-- TASKS TO CARRY OUT --
1. According to the article on alcohol and the brain, which cells are responsible for the change in the geometry of grey matter in the presence of alcohol?
2. From the article on alcohol and the brain, output the passage from "The activation of" up to and including "of Heidelberg (Germany).", word for word.

-- SOURCE DOCUMENT --
+ + +
The researchers have observed that alcohol may increase its addictive capacity by changing the geometry of the brain, specifically the grey matter. Image is in the public domain.
Summary: A new study reveals the role microglia plays in alcohol addiction, finding the immune cells alter the geometry of gray matter while under the influence of alcohol.
The activation of the immune system could eventually perpetuate some of the deleterious effects of alcohol, like addiction. It is the conclusion of a research carried out by an international team led by Dr. Santiago Canals, from the Institute of Neurosciences in Alicante (Spain), a joint center of the Spanish National Research Council and the University Miguel Hernández in Elche, and Dr. Wolfgang Sommer, from the Central Institute of Mental Health of the University of Heidelberg (Germany).
The researchers have observed that alcohol may increase its addictive capacity by changing the geometry of the brain, specifically the grey matter, as shown by this translational study carried out in rats and humans, published today in the journal Science Advances. “This is a totally new mechanism of addiction”, highlights Dr Santiago Canals, at the Institute of Neuroscience in Alicante (Spain).
According to their observations, the cells of the immune system that reside in the brain, called microglia, are responsible for the change in geometry that grey substance undergoes in the presence of alcohol, clarifies Dr. Silvia de Santis, researcher at the Institute of Neurosciences in Alicante and first signatory of the article.
+ + +
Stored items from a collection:

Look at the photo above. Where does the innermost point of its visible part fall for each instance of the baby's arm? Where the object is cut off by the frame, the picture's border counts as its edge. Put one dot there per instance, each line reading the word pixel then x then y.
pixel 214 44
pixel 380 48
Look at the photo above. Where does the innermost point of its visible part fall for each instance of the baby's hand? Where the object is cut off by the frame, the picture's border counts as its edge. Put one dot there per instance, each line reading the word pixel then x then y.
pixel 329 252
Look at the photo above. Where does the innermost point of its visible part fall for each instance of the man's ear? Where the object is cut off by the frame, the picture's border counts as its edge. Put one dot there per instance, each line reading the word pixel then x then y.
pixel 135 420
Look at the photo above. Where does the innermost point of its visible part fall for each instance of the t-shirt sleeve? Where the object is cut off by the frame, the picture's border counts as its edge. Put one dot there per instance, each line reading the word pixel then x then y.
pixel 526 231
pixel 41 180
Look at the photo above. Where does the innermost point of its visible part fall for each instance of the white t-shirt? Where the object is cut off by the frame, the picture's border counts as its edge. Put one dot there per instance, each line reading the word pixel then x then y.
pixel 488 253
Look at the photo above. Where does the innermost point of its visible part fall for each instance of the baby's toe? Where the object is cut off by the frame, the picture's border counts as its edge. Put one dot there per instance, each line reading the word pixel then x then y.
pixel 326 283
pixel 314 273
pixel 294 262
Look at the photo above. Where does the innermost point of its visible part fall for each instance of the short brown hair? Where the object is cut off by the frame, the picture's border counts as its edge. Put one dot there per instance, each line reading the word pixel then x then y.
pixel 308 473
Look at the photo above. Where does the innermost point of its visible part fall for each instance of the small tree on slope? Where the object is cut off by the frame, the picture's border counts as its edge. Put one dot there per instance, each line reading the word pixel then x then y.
+ + +
-- RESULTS FOR THE EXERCISE --
1. Microglia, the immune system cells that reside in the brain.

2.
The activation of the immune system could eventually perpetuate some of the deleterious effects of alcohol, like addiction. It is the conclusion of a research carried out by an international team led by Dr. Santiago Canals, from the Institute of Neurosciences in Alicante (Spain), a joint center of the Spanish National Research Council and the University Miguel Hernández in Elche, and Dr. Wolfgang Sommer, from the Central Institute of Mental Health of the University of Heidelberg (Germany).